Text provided =
[Start of Attachment]

In 2018, North Carolina had the most untested rape kits in the country at 16,200. Stein's office has been working on the backlog. As of the time of writing, the Department of Justice lists about 11,000 have been tested.

"Each one of those thousands and thousands of kits come from a single person," said the AG. "Every one of those people deserves justice."

He expressed support for voting rights, condemning Republican-led gerrymandering that targets Black voters, he said, quoting the fourth district court of appeals.

"To be able to do this work," said Stein, "is a blessing... we can make North Carolina even stronger if we invest in our people and their futures."

Futures meaning broadband, "roads and railroads, ports and airports," water and sewer. Raising the minimum wage and cutting taxes on working-class families, too.

The Medicaid expansion, which launched last month, is a beginning.

"We have to get drug and hospital costs under control," he said.

As for education, he said the state "must raise teacher pay."

"If we do all of these things and more, we will begin to deliver on the promise of North Carolina and build that better and brighter future," said Stein.

Stein's father, Adam Stein, was one of three who opened the state's first integrated law firm, Ferguson, Chamber and Stein.

"They and so many other heroes across the state, good folks like Abdul Rasheed," said the AG, "teach us that some things are worth fighting for, no matter how tough."

"I've watched Josh as a young, young man, grow up in North Carolina, finish his education as a scholar, go to Harvard Law School and the Kennedy School," said Rasheed. "I don't know that we can have a better North Carolinian to lead us."

[End of Attachment]

Actions to take =
1. Transcribe the part of the article about Josh Stein that opens with the words containing "As for education, he" and closes with "Chamber and Stein.".
2. According to the article about Josh Stein, how many untested rape kits did North Carolina have in 2018?
3. Take the article about Josh Stein further, picking up right after its final sentence.
The items after this article about Josh Stein have nothing to do with it.

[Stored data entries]
[Start of Attachment]

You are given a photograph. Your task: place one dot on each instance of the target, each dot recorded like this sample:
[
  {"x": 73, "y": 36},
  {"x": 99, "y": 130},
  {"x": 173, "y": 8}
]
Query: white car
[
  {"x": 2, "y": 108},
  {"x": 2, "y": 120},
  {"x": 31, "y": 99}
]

[End of Attachment]

Responses in order =
1.
As for education, he said the state "must raise teacher pay."

"If we do all of these things and more, we will begin to deliver on the promise of North Carolina and build that better and brighter future," said Stein.

Stein's father, Adam Stein, was one of three who opened the state's first integrated law firm, Ferguson, Chamber and Stein.

2. 16,200

3.
Rasheed implored the crowd to consider supporting Stein.

After all that, locals had the chance to ask a few questions.

Alicia Campbell, founder of the Ahmad Campbell Foundation, said she would like to see more confiscated guns. Her son, Ahmad, a student at North Carolina A&T was shot and killed in 2016 off campus. The gun used in the crime was confiscated two weeks later but there weren't any arrests for 18 months.

Stein offered his condolences and praised her for turning her pain into something positive for other moms. Though respectful of the Second Amendment, he said, he believes violent criminals shouldn't be allowed to purchase them and expressed the need for red-flag laws, which would allow courts to take guns away from people in danger of harming themselves or others.

"You know, a teenager can't buy a cigarette or a beer, but a teenager can go buy an AR-15. That doesn't make any sense," said Stein.

Gun safety lies with community members as well — gun owners need to do a better job, he said, of keeping their firearms under lock and key so that they don't get stolen. He drew a comparison to America's history with cars — after World War II, roadways were a "place of carnage."

The advent of speed limits, seat belts, air bags, crumple zones and more reduced the number of people who died per mile of roadway by 95%. As for guns, common sense regulations are the way forward.

One crowd member advocated for the banning of assault rifles outright, calling them weapons of mass destruction. Stein thanked her for her comment.

Another asked what Stein could do as governor to get the Leandro v. State of North of North Carolina forward. That's a 30-year-old lawsuit against the state government that accuses it of underfunding five school districts, including Vance County's.

"It's about making sure that the state lives up to the guarantee in our Constitution to the young people of this state that you will get a sound, basic education," Stein explained. "We are not providing that, right now. My office, along with the governor, negotiated with the plaintiffs a strategy to try to stop fighting in court and start solving the problem. We came up with a plan."

That Leandro Plan would improve teacher pay, increase the number of counselors, social workers and nurses to take the burden off the teachers. The North Carolina Supreme Court will hear oral arguments for the case in February — the fifth time in the past 30 years or so. Stein's office has filed a request to the NCSC to consider the case closed and get payments moving.